- **EXTRACT PROVIDED**
Why Do I Need A Trawler?
 
If I am going to do exclusively coastal cruising and don't plan any trips further than the Keys and the Bahamas why do I need a trawler?

Can't I just buy a boat like the Meridian 341 or Bayliner 3587 and coastal cruise in that. The initial purchase price on these boats is considerably less than a trawler with considerably more amenities.

The Camano trawler I rented last summer could not even come close to the comfort that the aforementioned boats offer.

So why do I need a trawler? Because I think trawlers are cool? If that were the case I'd buy a cool Porsche instead of the efficient Camry that I drive.

N4712 02-28-2014 03:56 PM

Quote:

Originally Posted by Xraycharlie (Post 216680)
If I am going to do exclusively coastal cruising and don't plan any trips further than the Keys and the Bahamas why do I need a trawler? Can't I just buy a boat like the Meridian 341 or Bayliner 3587 and coastal cruise in that. The initial purchase price on these boats is considerably less than a trawler with considerably more amenities. The Camano trawler I rented last summer could not even come close to the comfort that the aforementioned boats offer. So why do I need a trawler? Because I think trawlers are cool? If that were the case I'd buy a cool Porsche instead of the efficient Camry that I drive.

You'd be just fine without a trawler in those areas. But range might be a problem depending on where in the Bahamas you want to go.

ksanders 02-28-2014 03:57 PM

First, most of the trawlers represented here have no more seaworthiness than the boats you mentioned, size for size. They are coastal cruisers, just like the boats you mentioned.

Unless you need the extreme fuel range of a passagemaker, I'd buy a boat that is comfortable to you.

Like on any boat, watch the weather and enjoy

Another thought is keel. If you get a boat we a keel it will take much less steering correction at displacement speeds.

Btw, I had a Bayliner 3488, same interior at the 341 meridian. For its size I think the 341 interior is about as comfortable as you'll find. That boat has great livability.

psneeld 02-28-2014 04:02 PM

Heck...for the Bahamas and the Keys...there are many houseboats that would be fine.

I almost got one till my divorce then the call of the closer Caribbean Islands changed my mind.

RT Firefly 02-28-2014 04:07 PM

Greetings,
Mr. Xray. You don't need a trawler. As has been mentioned, watch the weather and your fuel usage and enjoy. Personally I'm biased towards diesel BUT there are thousands of gasoline vessels that travel without incident all the time. One just has to be a bit more careful given the flammability of gas.

djmarchand 02-28-2014 04:13 PM

Well, I disagree with your factual premises: cheaper and more roomy. Don't compare a Bayliner 3587 or a Meridian 341 to a Camano. The Camano is 6' smaller. A more valid comparison would be to a Mainship 34T.

But more importantly than price or amenities, I just don't like the swoopy looks of a Bayliner or Meridian.

Look at the Meridian's helm. Where do you put an integrated chartplotter/radar display? It is made for afternoon cocktail cruising, not a 1,000 mile trip down the ICW and to the Bahamas.

Most Meridian's I looked at on Yachtworld were gassers. Nothing wrong with that, and to make a diesel pay you need to use it more than 200 hours each year. Most owners don't.

- **PROVIDED DATA**
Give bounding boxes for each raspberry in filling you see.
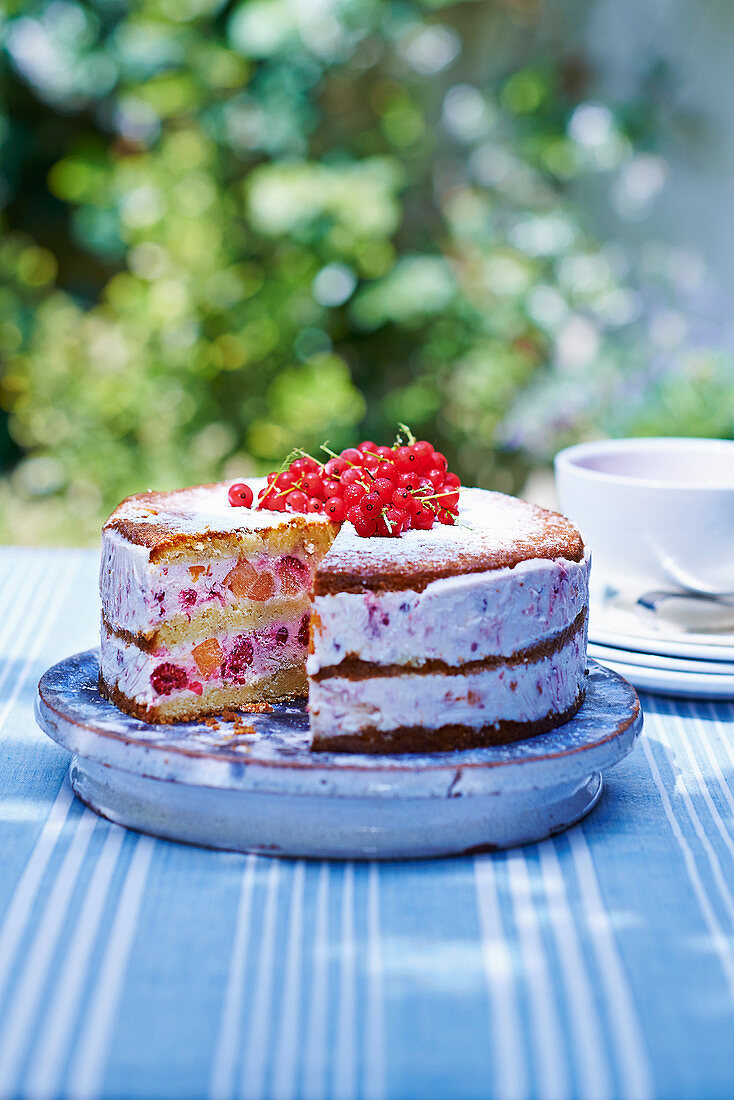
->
[277,558,308,596]
[221,634,253,683]
[151,661,188,695]
[178,589,196,607]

- **EXERCISE SET**
1. In the trawler forum thread, quote everything between "Like on any" and "changed my mind.", inclusive.
2. In the trawler forum thread, which boat does djmarchand name as a more valid comparison to the Camano?
3. Carry on the trawler forum thread from the point where it stops.

- **RESPONSES**
1.
Like on any boat, watch the weather and enjoy

Another thought is keel. If you get a boat we a keel it will take much less steering correction at displacement speeds.

Btw, I had a Bayliner 3488, same interior at the 341 meridian. For its size I think the 341 interior is about as comfortable as you'll find. That boat has great livability.

psneeld 02-28-2014 04:02 PM

Heck...for the Bahamas and the Keys...there are many houseboats that would be fine.

I almost got one till my divorce then the call of the closer Caribbean Islands changed my mind.

2. A Mainship 34T.

3.
But if I were using one to cruise down the ICW from say mid Atlantic states to the Bahamas for a month, I would much prefer a real trawler (if there is such a thing, but that is a different debate). Better fuel economy with a diesel, looks more nautical, easier maintenance, places to put your instrumentation, etc.

They are different boats, built for different purposes.

BandB 02-28-2014 04:18 PM

Quote:

Originally Posted by Xraycharlie (Post 216680)
If I am going to do exclusively coastal cruising and don't plan any trips further than the Keys and the Bahamas why do I need a trawler?

Can't I just buy a boat like the Meridian 341 or Bayliner 3587 and coastal cruise in that. The initial purchase price on these boats is considerably less than a trawler with considerably more amenities.

The Camano trawler I rented last summer could not even come close to the comfort that the aforementioned boats offer.

So why do I need a trawler? Because I think trawlers are cool? If that were the case I'd buy a cool Porsche instead of the efficient Camry that I drive.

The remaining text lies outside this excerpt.